Problem> Reproduce verbatim the rows from the line containing "Rules: pick out every instance of the white shorts" up to and including the line containing "point(128, 358)", and output only those lines.
* Begin *
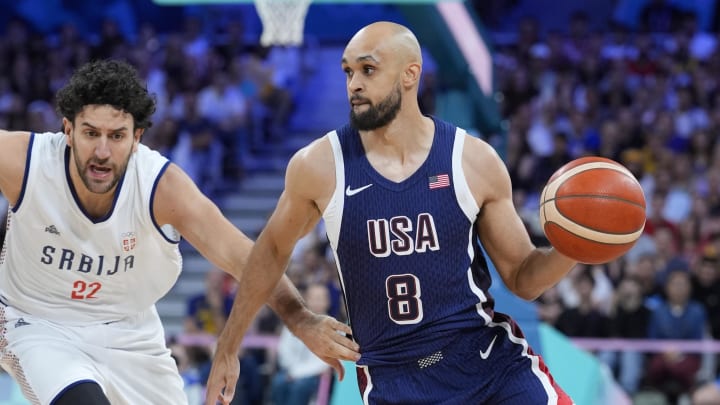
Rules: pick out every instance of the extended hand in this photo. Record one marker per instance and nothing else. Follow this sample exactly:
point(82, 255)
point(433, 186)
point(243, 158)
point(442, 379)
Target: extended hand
point(223, 378)
point(329, 340)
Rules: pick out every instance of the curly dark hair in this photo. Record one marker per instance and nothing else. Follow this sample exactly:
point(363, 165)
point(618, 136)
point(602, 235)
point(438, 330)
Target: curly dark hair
point(107, 82)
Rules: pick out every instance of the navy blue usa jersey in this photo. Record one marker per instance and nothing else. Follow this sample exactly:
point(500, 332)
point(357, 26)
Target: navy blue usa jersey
point(408, 255)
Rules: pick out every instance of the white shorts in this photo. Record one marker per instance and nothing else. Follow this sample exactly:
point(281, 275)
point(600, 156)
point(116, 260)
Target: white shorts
point(128, 358)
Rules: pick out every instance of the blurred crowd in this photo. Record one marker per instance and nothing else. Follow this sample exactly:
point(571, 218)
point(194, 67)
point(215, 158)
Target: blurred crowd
point(218, 96)
point(648, 98)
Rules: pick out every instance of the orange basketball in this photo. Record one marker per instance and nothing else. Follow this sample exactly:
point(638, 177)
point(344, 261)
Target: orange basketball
point(592, 210)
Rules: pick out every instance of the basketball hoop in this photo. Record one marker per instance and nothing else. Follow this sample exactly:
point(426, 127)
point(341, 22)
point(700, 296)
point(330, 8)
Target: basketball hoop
point(283, 21)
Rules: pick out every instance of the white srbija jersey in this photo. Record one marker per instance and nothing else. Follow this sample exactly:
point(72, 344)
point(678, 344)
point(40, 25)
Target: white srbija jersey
point(62, 265)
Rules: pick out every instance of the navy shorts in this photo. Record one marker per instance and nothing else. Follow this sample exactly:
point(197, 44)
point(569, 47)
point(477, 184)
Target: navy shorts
point(493, 365)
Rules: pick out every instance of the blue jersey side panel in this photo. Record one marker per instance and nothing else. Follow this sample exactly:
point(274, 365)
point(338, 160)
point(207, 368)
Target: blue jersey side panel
point(408, 255)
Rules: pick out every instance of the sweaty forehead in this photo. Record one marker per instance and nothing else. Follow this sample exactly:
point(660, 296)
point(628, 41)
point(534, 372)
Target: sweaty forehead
point(360, 49)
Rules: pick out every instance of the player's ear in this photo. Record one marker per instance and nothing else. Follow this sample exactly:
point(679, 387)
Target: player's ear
point(137, 137)
point(411, 75)
point(67, 129)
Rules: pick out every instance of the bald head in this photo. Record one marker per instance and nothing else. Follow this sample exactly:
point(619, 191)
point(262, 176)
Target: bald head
point(387, 39)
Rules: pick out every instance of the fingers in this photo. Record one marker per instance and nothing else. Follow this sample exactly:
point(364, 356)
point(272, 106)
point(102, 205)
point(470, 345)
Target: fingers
point(342, 327)
point(228, 394)
point(337, 365)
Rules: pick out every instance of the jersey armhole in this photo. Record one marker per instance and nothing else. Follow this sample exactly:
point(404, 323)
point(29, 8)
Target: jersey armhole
point(23, 188)
point(462, 189)
point(332, 215)
point(166, 231)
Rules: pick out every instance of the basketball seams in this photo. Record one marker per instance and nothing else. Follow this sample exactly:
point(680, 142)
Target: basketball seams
point(595, 196)
point(588, 233)
point(585, 237)
point(552, 187)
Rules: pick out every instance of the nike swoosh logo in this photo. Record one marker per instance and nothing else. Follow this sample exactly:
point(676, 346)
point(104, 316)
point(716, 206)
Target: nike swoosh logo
point(485, 354)
point(352, 191)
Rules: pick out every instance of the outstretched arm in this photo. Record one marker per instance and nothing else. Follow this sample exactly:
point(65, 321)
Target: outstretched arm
point(200, 221)
point(525, 269)
point(297, 212)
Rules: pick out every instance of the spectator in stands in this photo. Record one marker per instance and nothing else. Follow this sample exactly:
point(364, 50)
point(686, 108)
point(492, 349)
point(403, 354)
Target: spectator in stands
point(707, 393)
point(706, 287)
point(207, 311)
point(198, 150)
point(676, 317)
point(660, 16)
point(629, 318)
point(296, 380)
point(584, 320)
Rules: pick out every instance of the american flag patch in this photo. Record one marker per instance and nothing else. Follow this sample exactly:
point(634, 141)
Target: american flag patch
point(439, 181)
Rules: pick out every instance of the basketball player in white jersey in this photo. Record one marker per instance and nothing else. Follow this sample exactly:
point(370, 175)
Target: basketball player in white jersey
point(92, 244)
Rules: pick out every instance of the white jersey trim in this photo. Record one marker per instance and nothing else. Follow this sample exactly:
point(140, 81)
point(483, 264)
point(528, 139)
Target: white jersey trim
point(334, 211)
point(166, 231)
point(15, 207)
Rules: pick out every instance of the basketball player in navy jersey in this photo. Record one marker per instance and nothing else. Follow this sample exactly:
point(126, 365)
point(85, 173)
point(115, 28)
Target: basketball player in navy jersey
point(92, 244)
point(407, 199)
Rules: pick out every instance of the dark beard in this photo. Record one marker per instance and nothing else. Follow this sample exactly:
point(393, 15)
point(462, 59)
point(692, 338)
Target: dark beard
point(378, 116)
point(91, 186)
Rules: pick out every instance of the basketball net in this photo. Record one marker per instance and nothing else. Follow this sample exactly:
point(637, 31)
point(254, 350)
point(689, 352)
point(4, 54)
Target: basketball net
point(283, 21)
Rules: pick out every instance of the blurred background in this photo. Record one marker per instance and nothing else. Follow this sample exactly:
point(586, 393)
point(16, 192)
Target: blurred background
point(543, 82)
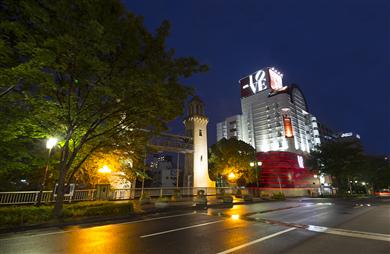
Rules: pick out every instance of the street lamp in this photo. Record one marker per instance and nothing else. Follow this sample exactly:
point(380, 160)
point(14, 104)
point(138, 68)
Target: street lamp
point(319, 183)
point(257, 164)
point(104, 170)
point(50, 143)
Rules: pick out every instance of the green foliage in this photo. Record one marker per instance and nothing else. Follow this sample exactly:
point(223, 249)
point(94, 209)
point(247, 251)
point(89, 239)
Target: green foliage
point(346, 163)
point(28, 215)
point(91, 74)
point(24, 215)
point(278, 196)
point(232, 155)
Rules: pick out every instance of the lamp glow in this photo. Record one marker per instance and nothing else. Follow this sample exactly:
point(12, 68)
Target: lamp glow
point(104, 170)
point(231, 176)
point(51, 142)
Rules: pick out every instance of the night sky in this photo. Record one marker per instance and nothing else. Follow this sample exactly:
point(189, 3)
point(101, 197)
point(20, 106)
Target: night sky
point(337, 51)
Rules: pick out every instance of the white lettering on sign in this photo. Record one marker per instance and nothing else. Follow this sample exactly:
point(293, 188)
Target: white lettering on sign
point(259, 83)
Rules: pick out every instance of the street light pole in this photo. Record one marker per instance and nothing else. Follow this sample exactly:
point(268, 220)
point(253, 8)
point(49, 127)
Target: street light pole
point(51, 142)
point(256, 165)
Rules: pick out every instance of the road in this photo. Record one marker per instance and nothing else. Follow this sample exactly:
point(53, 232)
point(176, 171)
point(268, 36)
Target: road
point(292, 226)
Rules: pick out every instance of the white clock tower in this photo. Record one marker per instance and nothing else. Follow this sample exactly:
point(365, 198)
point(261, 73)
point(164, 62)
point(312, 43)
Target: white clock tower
point(196, 172)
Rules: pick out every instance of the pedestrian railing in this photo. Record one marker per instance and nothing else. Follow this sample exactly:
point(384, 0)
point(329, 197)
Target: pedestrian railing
point(31, 197)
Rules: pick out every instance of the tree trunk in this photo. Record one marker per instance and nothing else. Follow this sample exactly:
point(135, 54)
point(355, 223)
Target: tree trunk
point(60, 193)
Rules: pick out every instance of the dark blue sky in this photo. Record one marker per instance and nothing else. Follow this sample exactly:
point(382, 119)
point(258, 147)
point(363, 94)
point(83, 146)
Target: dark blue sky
point(337, 51)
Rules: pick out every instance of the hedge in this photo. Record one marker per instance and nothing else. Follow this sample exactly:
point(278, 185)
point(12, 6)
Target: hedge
point(28, 215)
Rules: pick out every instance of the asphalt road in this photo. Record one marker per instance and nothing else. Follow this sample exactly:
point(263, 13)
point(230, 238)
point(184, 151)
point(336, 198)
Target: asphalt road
point(293, 226)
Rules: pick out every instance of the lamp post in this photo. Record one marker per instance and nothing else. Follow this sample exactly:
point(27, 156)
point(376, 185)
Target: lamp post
point(257, 164)
point(50, 143)
point(104, 170)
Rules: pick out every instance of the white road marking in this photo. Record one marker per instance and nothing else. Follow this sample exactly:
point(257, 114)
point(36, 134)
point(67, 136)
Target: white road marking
point(350, 233)
point(17, 236)
point(179, 229)
point(256, 241)
point(159, 218)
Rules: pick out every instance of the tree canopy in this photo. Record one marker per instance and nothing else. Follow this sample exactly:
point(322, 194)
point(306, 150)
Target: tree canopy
point(232, 156)
point(89, 73)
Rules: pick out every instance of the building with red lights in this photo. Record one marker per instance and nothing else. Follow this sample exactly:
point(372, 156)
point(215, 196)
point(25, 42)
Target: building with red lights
point(276, 122)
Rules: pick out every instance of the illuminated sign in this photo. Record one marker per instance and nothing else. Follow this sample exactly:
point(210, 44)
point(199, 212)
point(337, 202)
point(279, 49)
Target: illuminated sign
point(275, 80)
point(287, 126)
point(300, 161)
point(348, 134)
point(262, 80)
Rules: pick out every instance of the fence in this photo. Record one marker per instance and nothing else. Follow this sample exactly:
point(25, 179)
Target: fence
point(31, 197)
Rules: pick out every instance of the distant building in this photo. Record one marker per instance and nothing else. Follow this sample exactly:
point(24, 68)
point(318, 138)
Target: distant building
point(274, 117)
point(326, 133)
point(232, 127)
point(162, 171)
point(196, 172)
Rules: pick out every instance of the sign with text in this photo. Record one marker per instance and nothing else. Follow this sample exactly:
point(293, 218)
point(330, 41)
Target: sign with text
point(267, 78)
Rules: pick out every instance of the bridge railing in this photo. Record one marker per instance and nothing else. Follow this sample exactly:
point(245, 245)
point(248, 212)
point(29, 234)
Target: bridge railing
point(31, 197)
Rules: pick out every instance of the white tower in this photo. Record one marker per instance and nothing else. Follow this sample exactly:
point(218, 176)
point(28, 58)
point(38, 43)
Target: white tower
point(196, 172)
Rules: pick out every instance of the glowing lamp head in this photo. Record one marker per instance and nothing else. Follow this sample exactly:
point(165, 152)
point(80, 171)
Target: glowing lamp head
point(231, 176)
point(235, 216)
point(104, 170)
point(51, 142)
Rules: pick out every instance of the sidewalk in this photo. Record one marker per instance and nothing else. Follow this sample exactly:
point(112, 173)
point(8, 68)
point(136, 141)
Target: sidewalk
point(185, 204)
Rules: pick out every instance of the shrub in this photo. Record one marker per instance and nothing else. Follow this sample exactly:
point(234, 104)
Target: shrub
point(265, 195)
point(24, 215)
point(278, 196)
point(28, 215)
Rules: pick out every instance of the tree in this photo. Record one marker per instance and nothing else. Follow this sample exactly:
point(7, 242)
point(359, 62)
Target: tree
point(343, 160)
point(91, 74)
point(377, 172)
point(232, 156)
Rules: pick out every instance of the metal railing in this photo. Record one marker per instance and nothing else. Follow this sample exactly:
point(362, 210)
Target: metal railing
point(30, 197)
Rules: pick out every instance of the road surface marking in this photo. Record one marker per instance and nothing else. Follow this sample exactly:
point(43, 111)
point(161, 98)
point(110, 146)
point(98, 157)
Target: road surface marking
point(23, 235)
point(256, 241)
point(159, 218)
point(179, 229)
point(350, 233)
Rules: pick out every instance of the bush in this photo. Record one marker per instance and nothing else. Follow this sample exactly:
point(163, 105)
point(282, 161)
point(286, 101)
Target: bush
point(278, 196)
point(98, 208)
point(265, 195)
point(28, 215)
point(22, 215)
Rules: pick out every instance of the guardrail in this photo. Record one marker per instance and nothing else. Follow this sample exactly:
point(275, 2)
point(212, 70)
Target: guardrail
point(31, 197)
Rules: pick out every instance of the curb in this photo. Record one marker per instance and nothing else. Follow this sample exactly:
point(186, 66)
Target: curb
point(111, 219)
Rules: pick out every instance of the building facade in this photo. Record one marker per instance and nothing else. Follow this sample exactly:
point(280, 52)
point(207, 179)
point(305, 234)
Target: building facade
point(196, 172)
point(275, 120)
point(162, 171)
* End *
Response to the task>
Rules: pick out every instance of the white shorts in this photo. Record one marker per instance and nothing else. Follow this sample exactly:
point(281, 275)
point(600, 156)
point(116, 260)
Target: white shorts
point(128, 358)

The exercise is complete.